Required action:
Reproduce all the data verbatim.
[[ Raw data, beginning ]]
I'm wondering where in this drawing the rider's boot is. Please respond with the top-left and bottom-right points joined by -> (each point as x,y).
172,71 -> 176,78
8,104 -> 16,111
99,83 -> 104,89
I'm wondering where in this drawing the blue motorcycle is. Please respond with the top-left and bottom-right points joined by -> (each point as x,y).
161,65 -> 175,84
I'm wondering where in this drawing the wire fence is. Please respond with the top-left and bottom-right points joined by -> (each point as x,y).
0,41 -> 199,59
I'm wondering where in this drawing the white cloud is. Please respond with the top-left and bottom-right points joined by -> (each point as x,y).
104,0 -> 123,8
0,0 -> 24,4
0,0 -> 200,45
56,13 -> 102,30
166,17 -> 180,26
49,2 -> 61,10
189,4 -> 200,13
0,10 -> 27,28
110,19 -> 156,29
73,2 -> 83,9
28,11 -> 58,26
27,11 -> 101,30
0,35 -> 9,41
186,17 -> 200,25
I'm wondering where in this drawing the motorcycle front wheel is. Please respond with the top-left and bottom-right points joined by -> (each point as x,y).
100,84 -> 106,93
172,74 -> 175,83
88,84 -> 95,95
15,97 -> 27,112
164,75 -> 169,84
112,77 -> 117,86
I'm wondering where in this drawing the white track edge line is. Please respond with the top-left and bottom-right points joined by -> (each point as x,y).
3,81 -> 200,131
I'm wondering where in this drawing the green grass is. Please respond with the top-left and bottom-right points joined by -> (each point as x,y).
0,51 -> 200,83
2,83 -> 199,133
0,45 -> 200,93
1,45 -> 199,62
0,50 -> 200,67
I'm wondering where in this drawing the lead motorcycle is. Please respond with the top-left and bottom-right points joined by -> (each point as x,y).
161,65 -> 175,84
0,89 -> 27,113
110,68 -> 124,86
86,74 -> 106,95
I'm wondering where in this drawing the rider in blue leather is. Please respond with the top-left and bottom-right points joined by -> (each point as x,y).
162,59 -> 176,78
[[ Raw data, end ]]
Reply:
I'm wondering where in this drawing the rider's boot is. Please respond with the top-left and bottom-right points joined by -> (each point as x,y).
172,71 -> 176,78
8,104 -> 16,111
99,83 -> 104,89
I'm wondering where in this drawing the blue motorcycle is. Please respond with the top-left and bottom-right points joined by -> (each point as x,y).
161,65 -> 175,84
I'm wondering where in this drawing the wire fence is. Please respond with the top-left and bottom-right points joined by -> (each point as x,y).
0,41 -> 199,59
I'm wondering where in this drawing the white cloud is. Please respond with the top-left and bottom-right points joined by -> (each point as x,y).
104,0 -> 123,8
0,0 -> 24,4
0,0 -> 200,45
56,13 -> 102,30
166,17 -> 180,26
49,2 -> 61,10
189,4 -> 200,13
0,10 -> 27,28
110,19 -> 156,29
73,2 -> 83,9
28,11 -> 58,26
27,11 -> 101,30
0,35 -> 9,41
186,17 -> 200,25
I'm wondering where in this drawing the motorcycle front wheel is. Please respond with the top-left and bottom-right points joined by -> (each point as x,y).
100,84 -> 106,93
172,74 -> 175,83
88,84 -> 95,95
15,97 -> 27,112
164,75 -> 169,84
112,77 -> 117,86
I'm wondering where in this drawing the white track edge line is. Please respond with the top-left and bottom-right points joined by -> (each point as x,y).
3,81 -> 200,131
I'm wondering where in this drawing the green grass is. Please respond with the top-left and bottom-right points joined by -> (each point as x,y).
0,51 -> 200,83
2,83 -> 199,133
0,45 -> 200,93
1,45 -> 199,62
0,50 -> 200,67
I'm wondering where in this drawing the lead motorcycle is. Please respond with the top-left and bottom-right points joined by -> (each point as x,y).
161,65 -> 175,84
0,89 -> 27,113
110,68 -> 124,86
86,74 -> 106,95
I'm wondering where in this drawing the rider in blue leather is. Please respond with the top-left and bottom-right points joined by -> (each point as x,y).
162,59 -> 176,78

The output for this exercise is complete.